Stated problem
Return the listing below unchanged, minus its pictures.

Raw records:

START

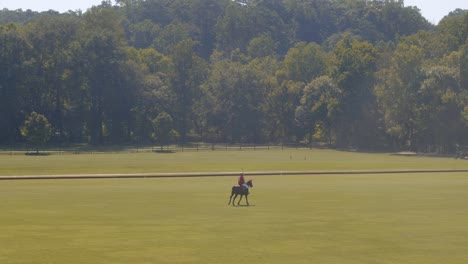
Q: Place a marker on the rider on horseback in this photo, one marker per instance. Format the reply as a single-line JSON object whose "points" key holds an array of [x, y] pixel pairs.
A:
{"points": [[242, 183]]}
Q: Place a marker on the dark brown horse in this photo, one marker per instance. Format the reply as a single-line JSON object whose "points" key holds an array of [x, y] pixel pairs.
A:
{"points": [[239, 190]]}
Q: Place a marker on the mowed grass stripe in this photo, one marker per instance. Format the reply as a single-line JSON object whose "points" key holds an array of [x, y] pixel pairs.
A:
{"points": [[216, 161], [392, 218]]}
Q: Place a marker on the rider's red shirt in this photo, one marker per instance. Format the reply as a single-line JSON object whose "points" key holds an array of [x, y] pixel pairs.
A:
{"points": [[241, 180]]}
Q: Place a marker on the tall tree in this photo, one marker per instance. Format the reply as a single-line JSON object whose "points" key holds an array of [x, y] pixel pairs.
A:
{"points": [[13, 51], [354, 74], [103, 41]]}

END

Solution for this exercise
Q: Place a marker on the rider on horseback in this photo, one marker per instance. Format the reply as a single-line JSON object whose "points" key holds an array of [x, y] pixel pairs.
A:
{"points": [[242, 183]]}
Q: Place a marker on the dark brown horse in this photo, one marker per instance. Format the reply as a single-line JSON object whose "points" key holds an array of [x, y] pixel pairs.
A:
{"points": [[239, 190]]}
Q: Place a marker on the mowed grass stripe in this photo, one marker per instance. Format the reply as a single-line JSON object whose "points" key holds an array of [x, y] pixel pairs.
A:
{"points": [[216, 161], [392, 218]]}
Q: Place a marker on the rider's red shirt in this photo, one marker per instance. Format the reply as a single-line JSON object whose "points" key holds an array of [x, y] pixel pairs.
A:
{"points": [[241, 180]]}
Q: Place a marker on the tall tree in this photo, one marker per instance. Format the reply as a single-line JSON object whose "points" key holds an array of [x, y] pixel pairs.
A:
{"points": [[13, 51], [354, 74], [103, 41]]}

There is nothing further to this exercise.